* [DATA FOR REVIEW]:
━━━

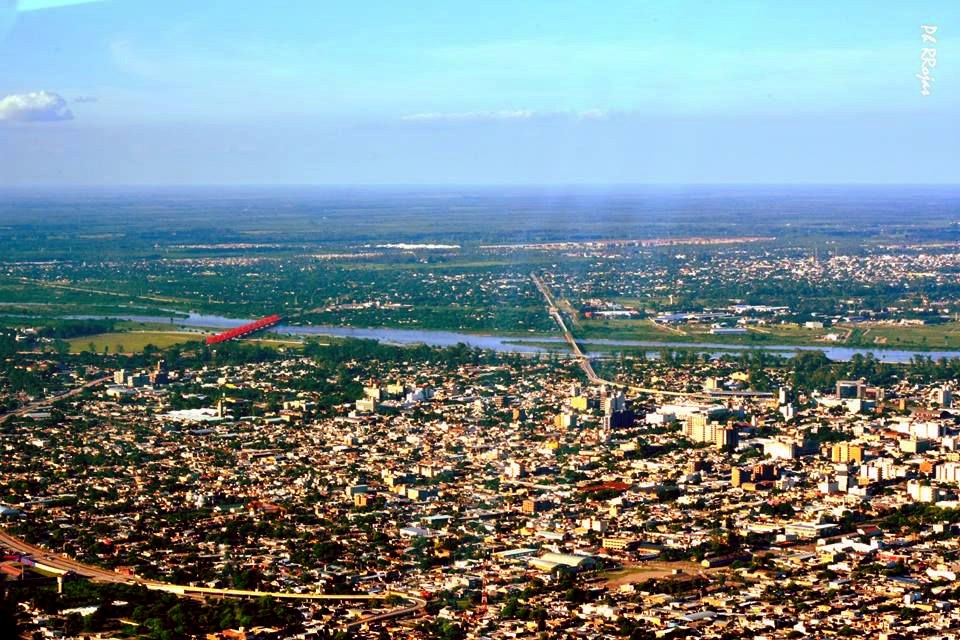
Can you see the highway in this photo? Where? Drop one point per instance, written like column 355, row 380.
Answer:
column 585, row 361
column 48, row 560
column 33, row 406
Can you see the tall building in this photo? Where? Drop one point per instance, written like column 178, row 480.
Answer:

━━━

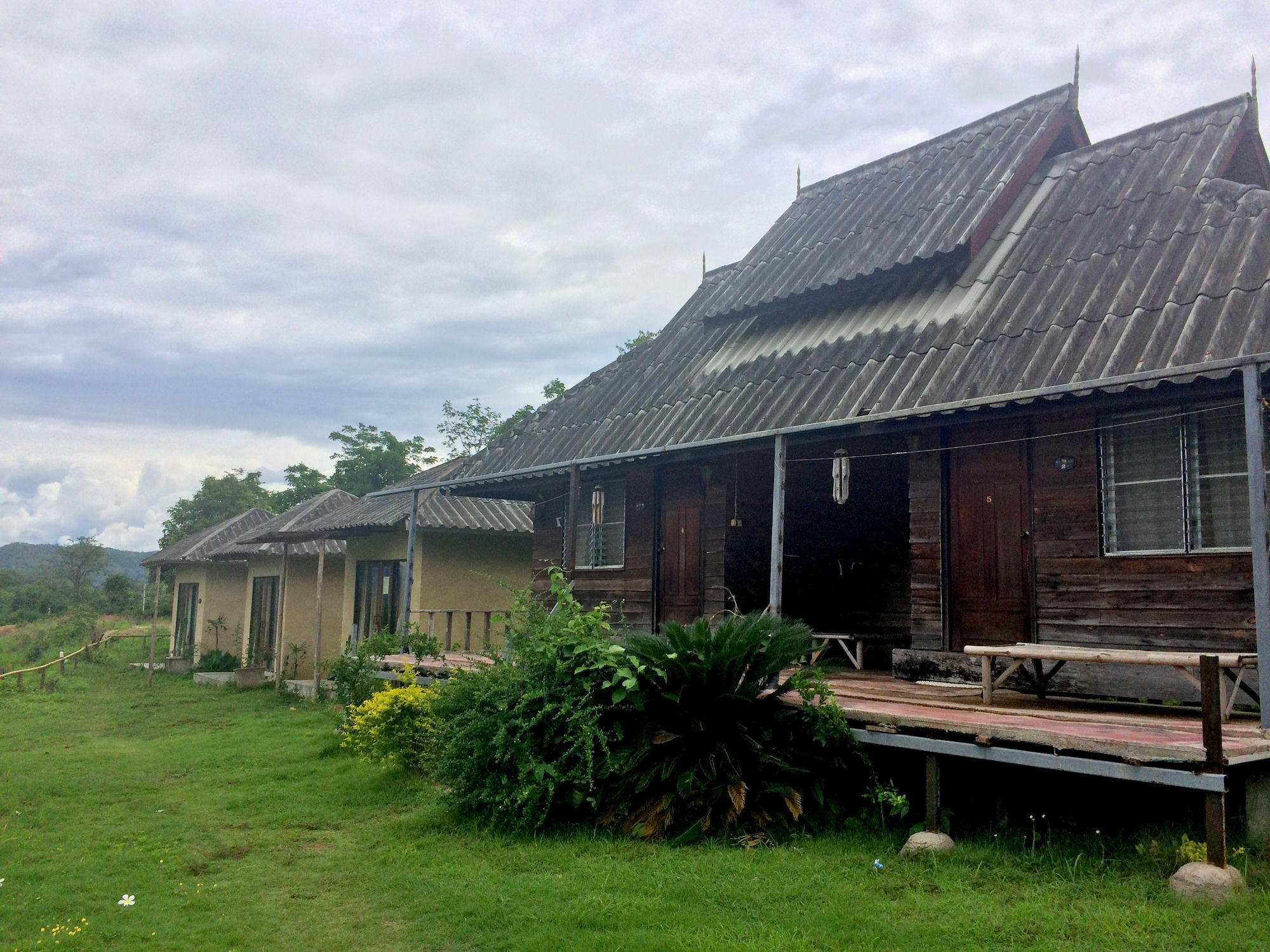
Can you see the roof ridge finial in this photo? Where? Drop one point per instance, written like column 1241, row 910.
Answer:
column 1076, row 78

━━━

* [WHAT THE EXERCISE ASKS]: The required answer is the number of lines in the listing above that contain the word "Drop", with nothing added.

* [SOLUTION TO THIS PROBLEM]: 3